- Task goal -
Copy out, exactly as they appear, the lines of the material below from the line with "Where can the window frame" to the line with "pixel 668 314", both of those lines included, and nothing else.

- Rows -
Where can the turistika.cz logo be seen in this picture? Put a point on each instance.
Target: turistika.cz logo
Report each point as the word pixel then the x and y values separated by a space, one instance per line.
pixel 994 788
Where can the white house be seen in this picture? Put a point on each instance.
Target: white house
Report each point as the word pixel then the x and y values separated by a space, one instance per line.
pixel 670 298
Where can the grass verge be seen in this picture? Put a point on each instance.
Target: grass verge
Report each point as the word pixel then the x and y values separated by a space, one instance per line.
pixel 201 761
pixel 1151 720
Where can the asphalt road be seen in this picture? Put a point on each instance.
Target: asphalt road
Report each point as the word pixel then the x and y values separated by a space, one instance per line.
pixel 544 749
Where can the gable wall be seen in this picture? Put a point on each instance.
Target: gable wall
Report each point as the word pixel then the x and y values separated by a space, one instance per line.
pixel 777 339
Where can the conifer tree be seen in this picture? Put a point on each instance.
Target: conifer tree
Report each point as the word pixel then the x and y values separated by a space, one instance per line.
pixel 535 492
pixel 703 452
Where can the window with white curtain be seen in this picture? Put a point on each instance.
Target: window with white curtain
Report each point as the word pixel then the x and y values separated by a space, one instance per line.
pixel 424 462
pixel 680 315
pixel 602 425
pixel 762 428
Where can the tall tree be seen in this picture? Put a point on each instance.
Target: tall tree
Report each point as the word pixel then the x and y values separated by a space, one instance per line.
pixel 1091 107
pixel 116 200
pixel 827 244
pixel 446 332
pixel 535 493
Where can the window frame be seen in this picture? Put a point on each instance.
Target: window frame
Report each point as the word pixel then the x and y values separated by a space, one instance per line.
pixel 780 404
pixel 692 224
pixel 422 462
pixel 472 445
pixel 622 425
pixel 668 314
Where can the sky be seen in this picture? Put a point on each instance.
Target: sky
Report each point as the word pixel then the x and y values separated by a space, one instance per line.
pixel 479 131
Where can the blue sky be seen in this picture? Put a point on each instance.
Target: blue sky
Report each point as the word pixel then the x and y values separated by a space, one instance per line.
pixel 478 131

- Problem solution -
Where can the window frame be seen in this picture? Put a point on each instance.
Target: window frame
Report each point as the word pixel then the x and y values separated by a space, one instance per line.
pixel 780 404
pixel 692 224
pixel 422 462
pixel 472 445
pixel 622 425
pixel 668 314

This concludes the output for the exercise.